▸ **MATERIALS PROVIDED**:
· · · · · · ·

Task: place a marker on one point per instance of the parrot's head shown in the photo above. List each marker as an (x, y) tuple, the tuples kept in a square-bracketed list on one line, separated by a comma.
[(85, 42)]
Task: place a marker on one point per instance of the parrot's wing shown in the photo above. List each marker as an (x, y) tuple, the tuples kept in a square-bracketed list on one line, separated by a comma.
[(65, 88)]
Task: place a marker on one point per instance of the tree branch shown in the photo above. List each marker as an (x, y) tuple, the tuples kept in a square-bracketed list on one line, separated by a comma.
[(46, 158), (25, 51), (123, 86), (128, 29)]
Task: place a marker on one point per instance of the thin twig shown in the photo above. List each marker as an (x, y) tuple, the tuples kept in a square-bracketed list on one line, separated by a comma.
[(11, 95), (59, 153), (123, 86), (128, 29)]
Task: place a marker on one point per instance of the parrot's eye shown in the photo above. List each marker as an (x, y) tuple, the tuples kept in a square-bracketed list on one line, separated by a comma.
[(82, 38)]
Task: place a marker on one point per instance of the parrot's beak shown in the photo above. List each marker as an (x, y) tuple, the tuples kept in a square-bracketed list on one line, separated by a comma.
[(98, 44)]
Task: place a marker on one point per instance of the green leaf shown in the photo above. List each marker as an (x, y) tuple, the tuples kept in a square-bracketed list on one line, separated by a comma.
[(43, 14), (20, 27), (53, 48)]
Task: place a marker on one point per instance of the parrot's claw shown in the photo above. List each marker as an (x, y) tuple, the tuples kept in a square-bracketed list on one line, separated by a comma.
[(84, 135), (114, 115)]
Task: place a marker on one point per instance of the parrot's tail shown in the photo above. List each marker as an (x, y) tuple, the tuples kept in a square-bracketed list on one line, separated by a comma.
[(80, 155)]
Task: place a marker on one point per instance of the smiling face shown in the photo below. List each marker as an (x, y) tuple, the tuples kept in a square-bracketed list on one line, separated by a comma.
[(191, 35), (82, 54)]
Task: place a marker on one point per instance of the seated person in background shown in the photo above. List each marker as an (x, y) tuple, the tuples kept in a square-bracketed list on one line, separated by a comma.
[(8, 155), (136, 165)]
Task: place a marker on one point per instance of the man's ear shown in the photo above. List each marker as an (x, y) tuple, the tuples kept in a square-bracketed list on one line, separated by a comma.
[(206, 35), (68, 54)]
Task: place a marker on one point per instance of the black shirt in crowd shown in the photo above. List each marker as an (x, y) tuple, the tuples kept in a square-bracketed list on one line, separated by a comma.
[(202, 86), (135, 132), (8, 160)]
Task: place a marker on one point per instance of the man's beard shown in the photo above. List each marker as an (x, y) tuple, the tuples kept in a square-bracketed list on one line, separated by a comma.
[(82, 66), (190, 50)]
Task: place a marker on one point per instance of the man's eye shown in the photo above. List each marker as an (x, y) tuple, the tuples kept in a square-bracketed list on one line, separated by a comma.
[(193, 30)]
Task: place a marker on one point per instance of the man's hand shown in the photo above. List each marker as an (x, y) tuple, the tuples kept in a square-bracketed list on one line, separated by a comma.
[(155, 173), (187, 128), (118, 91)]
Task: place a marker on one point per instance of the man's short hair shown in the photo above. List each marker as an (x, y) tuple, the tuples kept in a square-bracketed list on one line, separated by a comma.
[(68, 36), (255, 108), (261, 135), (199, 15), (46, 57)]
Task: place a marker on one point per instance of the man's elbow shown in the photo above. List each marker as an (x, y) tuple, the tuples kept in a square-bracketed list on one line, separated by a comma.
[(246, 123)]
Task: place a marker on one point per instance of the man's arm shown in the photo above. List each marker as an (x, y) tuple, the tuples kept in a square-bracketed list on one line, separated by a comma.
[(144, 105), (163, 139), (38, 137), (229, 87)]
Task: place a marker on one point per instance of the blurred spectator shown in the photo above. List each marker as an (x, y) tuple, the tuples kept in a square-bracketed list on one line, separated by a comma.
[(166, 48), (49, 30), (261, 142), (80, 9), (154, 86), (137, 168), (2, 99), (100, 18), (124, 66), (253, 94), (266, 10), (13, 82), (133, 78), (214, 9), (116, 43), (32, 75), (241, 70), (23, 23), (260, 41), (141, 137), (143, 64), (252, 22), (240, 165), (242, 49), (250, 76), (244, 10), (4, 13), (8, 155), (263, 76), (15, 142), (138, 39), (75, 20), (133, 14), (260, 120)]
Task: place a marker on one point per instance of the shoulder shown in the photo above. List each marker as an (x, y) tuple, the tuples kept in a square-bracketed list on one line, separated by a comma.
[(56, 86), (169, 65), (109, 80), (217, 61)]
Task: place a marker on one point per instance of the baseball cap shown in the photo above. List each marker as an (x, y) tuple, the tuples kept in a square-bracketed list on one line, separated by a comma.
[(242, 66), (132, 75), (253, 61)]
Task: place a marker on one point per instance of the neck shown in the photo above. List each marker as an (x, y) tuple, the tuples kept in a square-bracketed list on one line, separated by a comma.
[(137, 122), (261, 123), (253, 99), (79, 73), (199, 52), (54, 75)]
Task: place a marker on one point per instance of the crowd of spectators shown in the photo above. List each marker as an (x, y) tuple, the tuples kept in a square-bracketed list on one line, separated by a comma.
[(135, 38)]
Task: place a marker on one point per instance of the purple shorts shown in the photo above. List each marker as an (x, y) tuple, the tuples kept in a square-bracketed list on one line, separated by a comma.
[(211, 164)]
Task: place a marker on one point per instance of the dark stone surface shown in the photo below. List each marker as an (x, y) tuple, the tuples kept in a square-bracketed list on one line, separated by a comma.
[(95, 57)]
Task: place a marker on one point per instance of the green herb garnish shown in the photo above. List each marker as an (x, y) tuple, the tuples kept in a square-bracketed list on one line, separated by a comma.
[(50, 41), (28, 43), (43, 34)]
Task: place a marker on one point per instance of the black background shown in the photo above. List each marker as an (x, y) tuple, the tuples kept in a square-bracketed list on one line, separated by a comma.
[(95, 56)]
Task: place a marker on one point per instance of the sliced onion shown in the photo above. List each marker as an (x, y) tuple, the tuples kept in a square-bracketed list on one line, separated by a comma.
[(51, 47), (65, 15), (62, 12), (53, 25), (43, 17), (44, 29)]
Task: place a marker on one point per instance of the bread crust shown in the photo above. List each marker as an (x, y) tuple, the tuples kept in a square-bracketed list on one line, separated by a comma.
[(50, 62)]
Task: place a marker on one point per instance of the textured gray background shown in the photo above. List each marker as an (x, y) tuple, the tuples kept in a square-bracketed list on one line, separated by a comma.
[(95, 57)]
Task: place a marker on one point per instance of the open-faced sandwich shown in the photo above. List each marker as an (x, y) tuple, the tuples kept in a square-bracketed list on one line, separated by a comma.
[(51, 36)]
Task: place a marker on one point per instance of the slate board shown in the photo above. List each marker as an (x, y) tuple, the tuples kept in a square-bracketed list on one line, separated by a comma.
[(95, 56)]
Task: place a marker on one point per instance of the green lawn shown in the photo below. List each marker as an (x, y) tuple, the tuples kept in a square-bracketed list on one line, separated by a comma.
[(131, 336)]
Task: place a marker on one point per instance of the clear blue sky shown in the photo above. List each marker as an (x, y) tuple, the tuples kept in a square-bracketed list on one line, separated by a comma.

· · · · · · ·

▸ **WHAT THIS TASK INVOLVES**:
Set out the lines from the one containing "the green lawn" through the last line above as a Markdown table with two columns, Row and Line. Number each row and leave out any blank lines.

▸ **SOLUTION FOR THIS TASK**:
| Row | Line |
|---|---|
| 1 | Task: place a marker on one point per instance of the green lawn shown in the photo below. List each marker as an (x, y) tuple, the tuples kept in a square-bracketed list on one line, separated by a comma. |
| 2 | [(131, 336)] |
| 3 | Task: place a marker on one point per instance of the clear blue sky shown in the photo above. List each marker as an (x, y) tuple, the tuples kept in a square-bracketed list on one line, separated by a comma. |